***** Document section
Moving out of your ancestral house when you’ve just started developing consciousness is a huge deal. I did not know what it would be like in the town – it was my version of moving out to the city. Parents decided they did not want a joint family anymore so they would construct a house in the town. Nobody asked my opinion of course; I was merely 11 years old. I remember the day I left home to go live in a very small rented house in the town. I cried. A lot. They said we would be back here every other week. I knew it wasn’t true. And my pre-teen intuition was right. It did not. We visited, sometimes. But it was never the same. My friends from the village looked at me as if I have come from some alien land. I went to the ground to play with them but it wasn’t the same. Both sides tried to pretend it was all okay; it was normal. It wasn’t. I wasn’t one of them anymore. I was someone from “the town”.
We moved a
few months after my dad’s younger sister got married. She and I used to sleep
in her room, a small, stuffy room with one small window. It was our space, our
very personal, comfort space. I used to stay up reading late and she used to
scold me for it, every day. I specifically remember reading the Assamese
translation of The Diary of Anne Frank with her in that room. After she went
away, that room was taken over by my uncle and his newlywed wife. My aunt’s stuff
was taken out, so was mine. My 11-year-old mind could not comprehend or
tolerate that. I was displaced – I did not like sleeping with my mother in
another room. I did not think things could get any worse.
But my
world was turned upside down when I left for that 2-roomed rented house. I had
to stay with my parents, sleep beside my mother, and did not have friends. I
knew nobody around. I did not know what to do on the days I did not have
school – whom to play with, what to play in that tiny space. I hated every
minute of it. I had lost the comfort of the village home, the huge front-yard,
the cozy rooms, my own space. Every moment for the next few months all I wanted
was to go back home. I hated that my parents started constructing a new house
in the town, I had no interest in going there to watch it being built brick by brick.
It took me a good one year or so to get over my homesickness. This very day I
had a realization that perhaps, I am still not over that displacement. I just
wanted things to go back to as they were – I wanted my house back, I wanted my
room back, I wanted my aunt back, I wanted my friends back. Perhaps in some
corner of my mind, I still do.
We’ll just
skip to three years later. 10th standard came, after that 12th.
Visits to my house (now, my uncle’s house) waned as the years passed. I started
missing the festivals in the village as well. Bihus, Rakhs, Bhaunas,
everything. I just realized; it’s been a good 7 years I have not seen a bhauna
in my village. This time, when Ishita came to visit, I took her out to see the
raas-leela (rakh). And it felt so alien. I had participated in it as a
kid. I had danced around the whole night with my friends. We used to practice
for a full week before the event in the nearby naam-ghar. I used to be jealous
of the person who played Krishna because she would always get preferential
treatment compared to us ‘gopis’; and always longed to be her. It’s
horrifying how it all sounds like a dream like it took place in another life.
**********
***** Dataset extract
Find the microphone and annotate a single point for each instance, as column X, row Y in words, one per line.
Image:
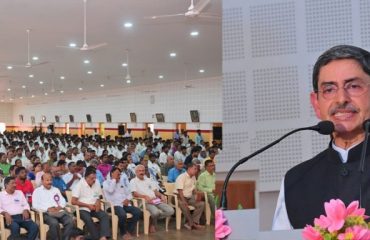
**********
- Requirement:
How would you render this sentence from the essay about leaving the village home in Spanish: "It took me a good one year or so to get over my homesickness."?

- Solution to this task:
Me tomó un buen año, más o menos, superar la nostalgia por mi hogar.